WHAT IS BEING ASKED
Every entry must be given again exactly. Include no pictures.

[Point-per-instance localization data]
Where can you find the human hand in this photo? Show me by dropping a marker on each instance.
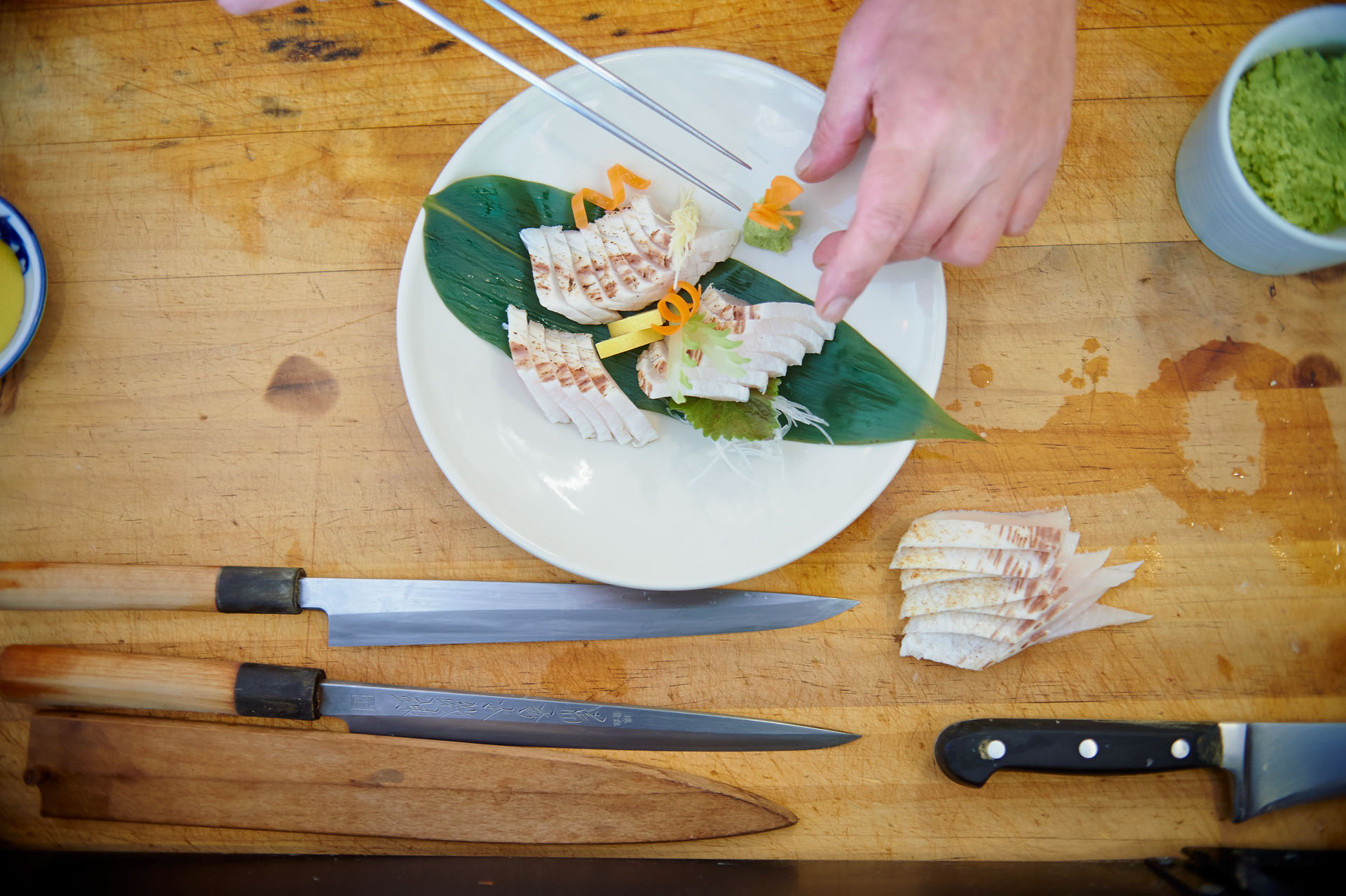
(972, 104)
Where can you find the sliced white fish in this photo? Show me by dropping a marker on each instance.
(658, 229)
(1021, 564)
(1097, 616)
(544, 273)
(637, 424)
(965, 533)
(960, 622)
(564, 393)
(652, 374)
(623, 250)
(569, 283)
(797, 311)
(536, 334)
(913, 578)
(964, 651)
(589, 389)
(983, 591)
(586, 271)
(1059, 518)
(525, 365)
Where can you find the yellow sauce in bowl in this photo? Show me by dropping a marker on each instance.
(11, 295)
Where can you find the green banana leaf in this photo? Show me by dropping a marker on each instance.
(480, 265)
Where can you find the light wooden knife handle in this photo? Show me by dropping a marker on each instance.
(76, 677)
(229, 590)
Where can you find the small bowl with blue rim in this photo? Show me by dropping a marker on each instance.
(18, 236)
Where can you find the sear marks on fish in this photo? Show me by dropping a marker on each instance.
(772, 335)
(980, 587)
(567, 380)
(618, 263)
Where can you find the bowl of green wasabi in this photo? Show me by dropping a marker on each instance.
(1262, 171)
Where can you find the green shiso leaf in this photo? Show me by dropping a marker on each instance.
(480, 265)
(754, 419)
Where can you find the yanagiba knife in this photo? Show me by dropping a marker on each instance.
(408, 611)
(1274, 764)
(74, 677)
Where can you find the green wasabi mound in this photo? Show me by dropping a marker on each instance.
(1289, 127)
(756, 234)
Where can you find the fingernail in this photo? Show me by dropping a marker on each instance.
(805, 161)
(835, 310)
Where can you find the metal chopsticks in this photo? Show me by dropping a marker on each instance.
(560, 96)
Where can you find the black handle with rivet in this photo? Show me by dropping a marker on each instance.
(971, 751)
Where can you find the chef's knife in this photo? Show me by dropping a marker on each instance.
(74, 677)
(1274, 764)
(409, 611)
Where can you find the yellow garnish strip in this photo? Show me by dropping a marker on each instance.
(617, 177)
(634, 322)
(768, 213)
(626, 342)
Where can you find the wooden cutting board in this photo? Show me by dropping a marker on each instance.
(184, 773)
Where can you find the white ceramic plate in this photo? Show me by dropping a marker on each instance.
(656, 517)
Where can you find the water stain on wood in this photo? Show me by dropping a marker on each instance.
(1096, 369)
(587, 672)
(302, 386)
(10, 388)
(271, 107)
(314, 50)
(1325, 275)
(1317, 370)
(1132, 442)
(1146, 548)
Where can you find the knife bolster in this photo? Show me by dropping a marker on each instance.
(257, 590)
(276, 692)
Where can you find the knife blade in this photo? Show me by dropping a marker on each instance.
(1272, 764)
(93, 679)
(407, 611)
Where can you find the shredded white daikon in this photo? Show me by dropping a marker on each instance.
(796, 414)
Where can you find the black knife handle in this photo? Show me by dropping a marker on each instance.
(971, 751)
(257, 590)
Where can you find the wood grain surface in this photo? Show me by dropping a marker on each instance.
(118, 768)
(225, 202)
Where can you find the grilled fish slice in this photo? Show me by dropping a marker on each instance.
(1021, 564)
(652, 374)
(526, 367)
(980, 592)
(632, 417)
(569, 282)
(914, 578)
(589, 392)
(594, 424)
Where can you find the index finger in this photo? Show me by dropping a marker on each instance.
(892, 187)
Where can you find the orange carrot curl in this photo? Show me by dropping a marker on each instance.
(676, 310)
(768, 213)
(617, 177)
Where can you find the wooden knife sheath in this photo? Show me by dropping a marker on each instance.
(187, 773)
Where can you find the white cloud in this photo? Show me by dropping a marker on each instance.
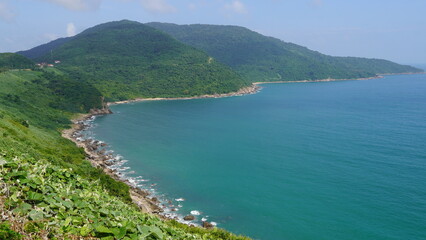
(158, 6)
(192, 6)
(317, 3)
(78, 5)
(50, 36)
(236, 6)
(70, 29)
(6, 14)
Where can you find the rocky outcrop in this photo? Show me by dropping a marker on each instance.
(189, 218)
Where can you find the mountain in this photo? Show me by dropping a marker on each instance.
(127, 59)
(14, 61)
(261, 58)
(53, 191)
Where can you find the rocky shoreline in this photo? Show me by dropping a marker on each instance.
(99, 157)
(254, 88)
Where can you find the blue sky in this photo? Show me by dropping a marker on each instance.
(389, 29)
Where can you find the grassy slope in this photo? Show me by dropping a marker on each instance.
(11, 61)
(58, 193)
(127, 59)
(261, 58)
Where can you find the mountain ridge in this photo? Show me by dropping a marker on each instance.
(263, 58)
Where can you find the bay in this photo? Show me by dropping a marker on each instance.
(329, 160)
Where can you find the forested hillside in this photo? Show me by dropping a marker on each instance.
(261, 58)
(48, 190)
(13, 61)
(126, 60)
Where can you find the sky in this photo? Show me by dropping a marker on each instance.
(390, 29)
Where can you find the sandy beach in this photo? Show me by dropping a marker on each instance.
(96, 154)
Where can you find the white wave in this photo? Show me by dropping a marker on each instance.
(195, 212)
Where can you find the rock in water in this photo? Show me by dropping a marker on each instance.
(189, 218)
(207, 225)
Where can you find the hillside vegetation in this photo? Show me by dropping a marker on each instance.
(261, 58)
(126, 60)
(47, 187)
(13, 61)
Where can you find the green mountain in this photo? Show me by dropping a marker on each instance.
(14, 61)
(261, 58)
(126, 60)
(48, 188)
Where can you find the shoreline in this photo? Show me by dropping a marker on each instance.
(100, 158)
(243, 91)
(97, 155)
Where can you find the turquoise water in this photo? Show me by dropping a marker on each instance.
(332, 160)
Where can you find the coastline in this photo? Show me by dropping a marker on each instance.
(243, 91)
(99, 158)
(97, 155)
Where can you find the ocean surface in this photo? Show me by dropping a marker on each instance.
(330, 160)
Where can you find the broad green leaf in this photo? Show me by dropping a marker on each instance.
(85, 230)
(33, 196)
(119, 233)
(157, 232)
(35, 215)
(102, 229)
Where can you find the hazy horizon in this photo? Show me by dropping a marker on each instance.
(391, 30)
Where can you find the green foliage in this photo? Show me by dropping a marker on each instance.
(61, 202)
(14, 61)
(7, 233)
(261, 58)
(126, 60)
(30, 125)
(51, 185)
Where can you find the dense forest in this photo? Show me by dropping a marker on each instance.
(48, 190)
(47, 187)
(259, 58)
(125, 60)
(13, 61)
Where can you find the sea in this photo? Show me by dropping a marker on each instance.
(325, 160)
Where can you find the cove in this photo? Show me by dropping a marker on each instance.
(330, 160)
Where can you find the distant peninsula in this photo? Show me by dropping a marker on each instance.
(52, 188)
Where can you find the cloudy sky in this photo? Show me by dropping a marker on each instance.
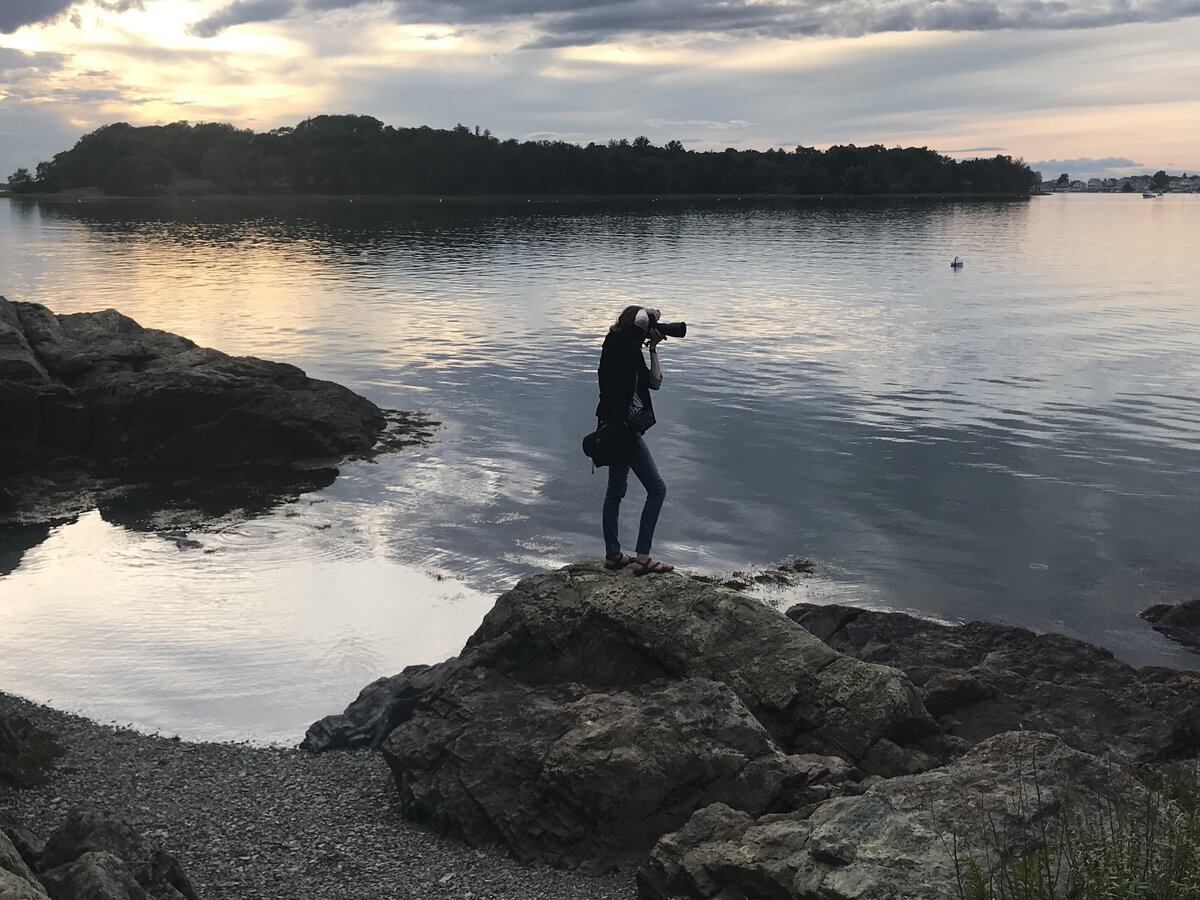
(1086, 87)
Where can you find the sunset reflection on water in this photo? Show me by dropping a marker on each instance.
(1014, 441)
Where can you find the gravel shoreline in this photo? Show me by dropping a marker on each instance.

RESULT OF THIS TASK
Where can you find the human hand in this photo? Show me by dropping a marker on each instance.
(972, 104)
Where can you find the sliced white fish in this photo? Show me by dropping a marker on each instance.
(658, 229)
(1021, 564)
(1097, 616)
(544, 273)
(637, 424)
(965, 533)
(960, 622)
(564, 393)
(652, 374)
(623, 250)
(569, 283)
(797, 311)
(536, 334)
(913, 578)
(964, 651)
(589, 389)
(983, 591)
(586, 271)
(1059, 518)
(525, 365)
Where can you find the yellow sauce in bowl in this photo? Show me by dropping a marker on each instance.
(11, 295)
Where can you find the green banana leaf in this photo? Show me by dropping a marker on each instance.
(480, 265)
Where can you find the light wooden knife handle in this photo? Show me by dropping a marker on each instance.
(76, 677)
(229, 590)
Where can you find the small bowl with blue rim in this photo? Show me by dropping a marker on each instance.
(18, 236)
Where can you find the sear marks on fish in this photo? Show me by dropping a marker on each instance.
(772, 335)
(980, 587)
(567, 380)
(618, 263)
Where can you find the bowl of green wasabi in this photo? Show me by dropping a marker on each instance.
(1262, 171)
Where can you find the green shiso leaf in this photo? Show me by dropping a marker on each instance.
(480, 265)
(754, 419)
Where can you find the yanagiba knife in this photo? Show me by dropping a marker on each instance.
(408, 611)
(1274, 764)
(74, 677)
Where can you find the green wasabi mound in this photo? Show me by dropping a marker on each instance.
(1289, 127)
(756, 234)
Where can you find the fingernail in this photo? Show me by dropping a marker on each instance.
(805, 161)
(835, 310)
Where can you find the metal chopsticks in this photo? Show me by dropping a marker on each instance.
(560, 96)
Where can you find the black handle with rivet in this photo? Show me by dropping a marker on each instance.
(971, 751)
Where can you find the chef's knife in this photo? Show me by dropping a marker on each instance.
(74, 677)
(1274, 764)
(409, 611)
Where can you find the yellow garnish strip in this photo? Show me by dropping a marker on each instance.
(617, 177)
(634, 322)
(768, 213)
(626, 342)
Where can you find the wooden cutting board in this photo? Show me by dropping a marker on each instance.
(184, 773)
Where can you find the white ceramic plate in this photo? Show me by dropping a marker on each instance.
(656, 517)
Where can you find the water stain on wood in this photo? Show me by dropping a marker on each instance.
(1096, 369)
(587, 672)
(302, 386)
(10, 388)
(271, 107)
(314, 50)
(1325, 275)
(1317, 370)
(1132, 442)
(1146, 548)
Where can you find the knife bolster in this photo? Show me by dropping a marker on each instance.
(257, 590)
(276, 692)
Where can you find the knife blade in this photo? Show me by dropping a marker on each instance.
(1272, 764)
(93, 679)
(407, 611)
Where can you find the shredded white daikon in this photo? Show me by dropping a marker on each instance.
(796, 414)
Where can you find the black knife handle in this photo? Show me by dropping a marker on each instance.
(971, 751)
(257, 590)
Where can you find the wood grain surface in this photo? Show me by dropping a marker on each instance.
(118, 768)
(225, 202)
Where can you find the grilled fish slice in this photo? Show me by dropping a marker on each instance.
(1021, 564)
(652, 374)
(526, 367)
(980, 592)
(632, 417)
(569, 282)
(914, 578)
(589, 392)
(594, 424)
Where can you find the index finger in this photo? Show me by dropping a marker on each instance.
(892, 187)
Where can you find the orange carrot curl in this photo? Show me by dropping a marker on each instance.
(676, 310)
(768, 213)
(617, 177)
Where can you find the wooden knife sheath in this photo? Show me by dropping a marker on each instance.
(187, 773)
Where can you find the white cloud in this photo? Show me by dropping a marker on each instance.
(158, 6)
(192, 6)
(317, 3)
(78, 5)
(50, 36)
(236, 6)
(70, 29)
(6, 14)
Where can you find the rocky outcrop in this photo? Show me by dropping a marker on each instance.
(189, 218)
Where can you find the mountain in this photo? Show me by dropping a marker on each instance.
(127, 59)
(14, 61)
(261, 58)
(53, 191)
Where can you find the rocky shoreline in this photo? Show me by dropping a marker on each instance.
(99, 157)
(254, 88)
Where can you find the blue sky in this photo? Show me by dropping a marker on each instance.
(389, 29)
Where can you find the grassy slope in this photo? Show me by dropping a marker on each instance.
(11, 61)
(58, 193)
(127, 59)
(261, 58)
Where can you find the mountain ridge in this photo? Show me by dropping a marker on each instance.
(263, 58)
Where can you find the bay in this photo? Show me by dropping a marker on each instance.
(329, 160)
Where can you find the forested hillside in this photo? Show me by dropping a marker on each instance.
(261, 58)
(48, 190)
(13, 61)
(126, 60)
Where can you find the sky in this photo? Show me by dropping a marker on each instance.
(390, 29)
Where can you find the sandy beach in this photo? Show me by dropping a marker on each instance.
(96, 154)
Where can you find the white wave in this photo? Show me by dropping a marker on each instance.
(195, 212)
Where can you find the rock in water in this photo? Show me by dropping a marker on each instance.
(189, 218)
(207, 225)
Where can you find the hillside vegetation in this photo? Show me by dropping a marker on each instance.
(261, 58)
(126, 60)
(47, 187)
(13, 61)
Where can you find the green mountain in this photo? Show me by dropping a marker on each instance.
(14, 61)
(261, 58)
(126, 60)
(48, 188)
Where can you find the shoreline in this photo? Show me by dropping a marker on each instance.
(100, 158)
(243, 91)
(97, 155)
Where can you find the turquoise water in this photo? Show me by dropping a marker on each instance.
(332, 160)
Where can you find the coastline in this photo? Show me by dropping a marker on each instance.
(243, 91)
(99, 158)
(97, 155)
Where can you find the ocean surface in this photo? Show me by dropping a marker on each instance.
(330, 160)
Where can you find the broad green leaf in this photo? Show me by dropping a marker on each instance.
(85, 230)
(33, 196)
(119, 233)
(157, 232)
(35, 215)
(102, 229)
Where can you find the hazy horizon in this photo? Show me by dropping a marker on each instance.
(391, 30)
Where can you find the green foliage in this photo? Show me by dropping a marker on each instance.
(61, 202)
(14, 61)
(7, 233)
(261, 58)
(126, 60)
(30, 125)
(51, 185)
Where can you find the dense forest in this photo? Show me by dropping a marker on each instance.
(48, 190)
(47, 187)
(259, 58)
(125, 60)
(13, 61)
Where can you find the sea in this photo? Show me by dropping a marker on each instance.
(325, 160)
Where can you find the cove in this photo? Show me by dropping a marker on each instance.
(330, 160)
Where can you find the distant peninsula in this photo? Show me by dropping a marker on each instance.
(52, 188)
Where can you find the cloudy sky in this photo? Show me by dropping a marker on each instance.
(1086, 87)
Where can you find the sunset reflection on water in this photo? Show me by dropping a marker on each instance.
(1014, 441)
Where can you find the gravel shoreline in this photo? Show me by dropping a marker on each instance.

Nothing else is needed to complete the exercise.